Participants are encouraged to dress in pirate or mermaid costumes and march to the Lakeside Park band shell. Lineup is at 5:30 p.m. at Westminster Presbyterian Church.
The festivities continue with a concert by Borderline, a country and rock band that begins at 7 p.m. Bishop Chevrolet is sponsoring the parade and will award prizes for best floats or costumes. Instead of paying the band for its services, the dealership will be donating to the Nautical City Festival fireworks account at the band shell.
Other sponsors include Carmeuse Americas, Westminster Presbyterian Church and the Community Foundation for Northeast Michigan.
Saturday’s activities begin at 10 a.m. with a free movie “Pirates! Band of Misfits” presented at the Rogers City Theater.
At noon Saturday and again at 3 p.m. entertainer Guy Lewis will present a show with music at the band shell. A treasure hunt is planned at 1:30 p.m. at Lakeside Park with kids’ games, prizes and a picnic offered all afternoon long.
######
- [Exercise requirements]:
1. Summarize the festival passage in two sentences.
2. According to the festival passage, which dealership is sponsoring the parade?
3. Transcribe the festival passage from the words "Other sponsors include" through the words "all afternoon long.".
The material is unrelated to the festival passage and has no role here.

- [Exercise data]:
######
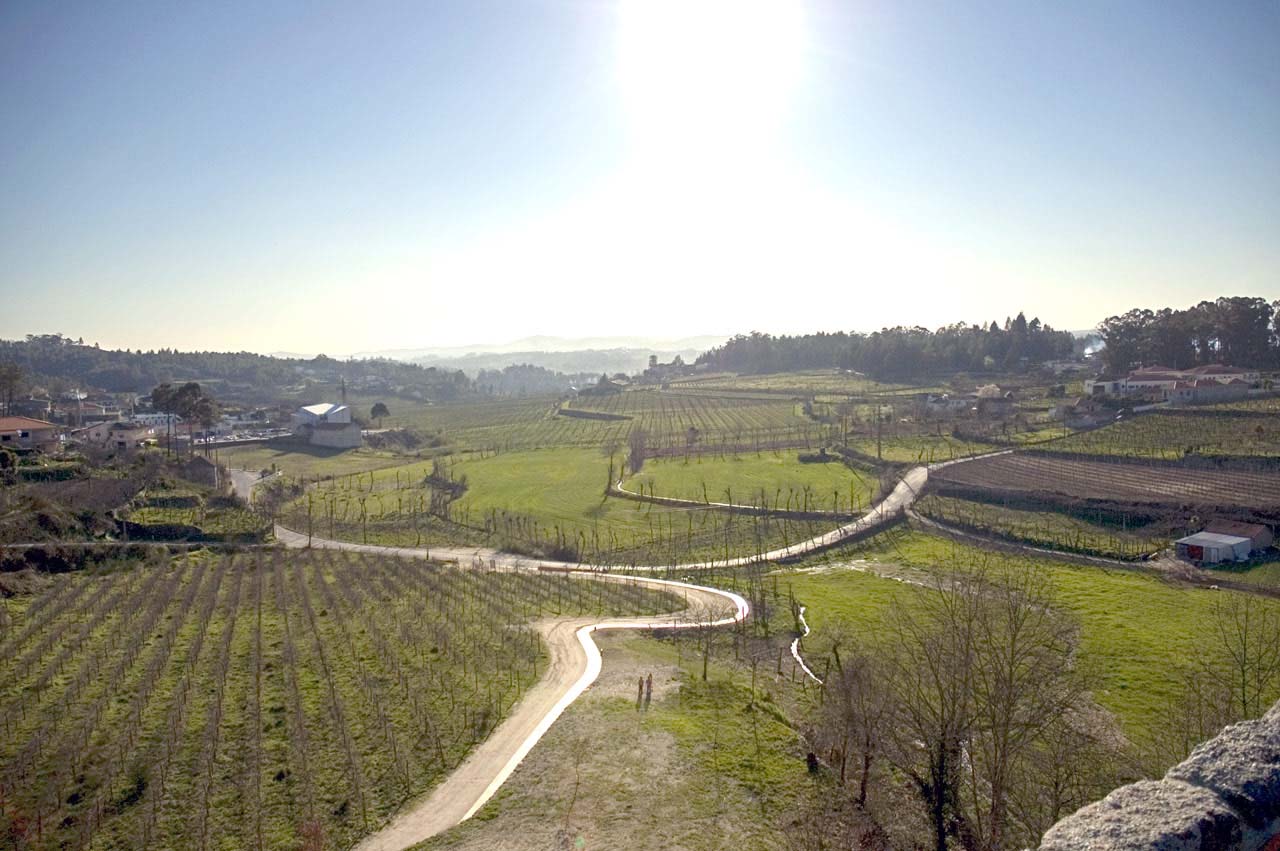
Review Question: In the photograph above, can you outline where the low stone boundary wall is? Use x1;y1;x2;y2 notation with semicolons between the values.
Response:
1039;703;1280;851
######
- [Replies]:
1. Participants are encouraged to wear pirate or mermaid costumes, line up at 5:30 p.m. at Westminster Presbyterian Church and march to the Lakeside Park band shell, with the festivities continuing at 7 p.m. with a concert by the country and rock band Borderline. Saturday's activities include a free showing of "Pirates! Band of Misfits" at 10 a.m. at the Rogers City Theater, shows with music by entertainer Guy Lewis at noon and 3 p.m., and a 1:30 p.m. treasure hunt at Lakeside Park.

2. Bishop Chevrolet

3.
Other sponsors include Carmeuse Americas, Westminster Presbyterian Church and the Community Foundation for Northeast Michigan.
Saturday’s activities begin at 10 a.m. with a free movie “Pirates! Band of Misfits” presented at the Rogers City Theater.
At noon Saturday and again at 3 p.m. entertainer Guy Lewis will present a show with music at the band shell. A treasure hunt is planned at 1:30 p.m. at Lakeside Park with kids’ games, prizes and a picnic offered all afternoon long.